La drépanocytose est une maladie grave. George Bantuanga en est atteint. Il a quitté le Congo pour avoir accès à un traitement efficace en Belgique. Mais l’obtention d’un titre de séjour pour raisons médicales s’avère bien compliquée. Il bat le rappel afin d’attirer l’attention sur le danger de cette maladie trop peu connue.
La drépanocytose est une maladie peu connue sous nos latitudes. Il s’agit pourtant de la maladie génétique la plus fréquente au monde, si l’on en croit l’Unesco. Chaque année, environ cinq cent mille enfants sont affectés dès leur naissance par cette maladie “grave et invalidante”. 50% d’entre eux mourront avant l’âge de 5 ans. 50 millions d’individus seraient touchés sur la planète. D’ailleurs, les Nations Unies en ont fait une “priorité de santé publique”.

[Données de localisation de points]
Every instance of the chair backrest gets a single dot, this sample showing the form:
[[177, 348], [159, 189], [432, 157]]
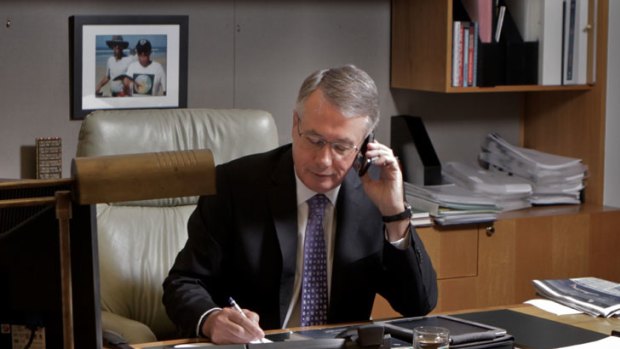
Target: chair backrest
[[139, 241]]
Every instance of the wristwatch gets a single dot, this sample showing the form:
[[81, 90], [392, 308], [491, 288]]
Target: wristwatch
[[400, 216]]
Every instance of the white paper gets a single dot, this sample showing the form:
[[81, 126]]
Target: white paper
[[552, 307]]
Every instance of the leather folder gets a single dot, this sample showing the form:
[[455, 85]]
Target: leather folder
[[463, 333]]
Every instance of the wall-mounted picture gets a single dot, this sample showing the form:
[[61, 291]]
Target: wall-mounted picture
[[128, 62]]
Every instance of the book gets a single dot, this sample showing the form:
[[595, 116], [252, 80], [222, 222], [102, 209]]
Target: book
[[591, 295], [527, 15], [591, 66], [550, 43], [466, 45], [457, 53], [575, 65], [481, 11]]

» **Actions demandées**:
- A) Transcrivez fidèlement le passage du texte sur la drépanocytose qui va de « La drépanocytose est une maladie grave. » jusqu'à « trop peu connue. ».
- B) Traduisez en anglais cette phrase du texte sur la drépanocytose : « Il s'agit pourtant de la maladie génétique la plus fréquente au monde, si l'on en croit l'Unesco. »
- C) Rédigez la suite du texte sur la drépanocytose, en reprenant après sa dernière phrase.
Les données ne jouent aucun rôle dans ce travail.

» **Résultats par tâche**:
- A)
La drépanocytose est une maladie grave. George Bantuanga en est atteint. Il a quitté le Congo pour avoir accès à un traitement efficace en Belgique. Mais l’obtention d’un titre de séjour pour raisons médicales s’avère bien compliquée. Il bat le rappel afin d’attirer l’attention sur le danger de cette maladie trop peu connue.

- B) Yet it is the most common genetic disease in the world, according to Unesco.

- C)
À Bruxelles, il y a George Bantuanga Bakala, qui a quitté la République démocratique du Congo (RDC) en 2008. La drépanocytose, il la connaît sur le bout des doigts. Il en est atteint et préside l’association belge des drépanocytaires.
Un combat contre la maladie qui, dans sa vie, fait office de fil directeur. Il faut dire que la plupart des choix importants qu’il a faits ont été conditionnés par la drépanocytose et la recherche d’un bon traitement. S’il espère qu’un jour l’Office des étrangers le régularisera pour raison médicale, l’enjeu de son plaidoyer dépasse largement son cas personnel. “Je veux mieux faire connaître la maladie et sensibiliser. Rien qu’à Bruxelles, il y a beaucoup de drépanocytaires”, affirme-t-il.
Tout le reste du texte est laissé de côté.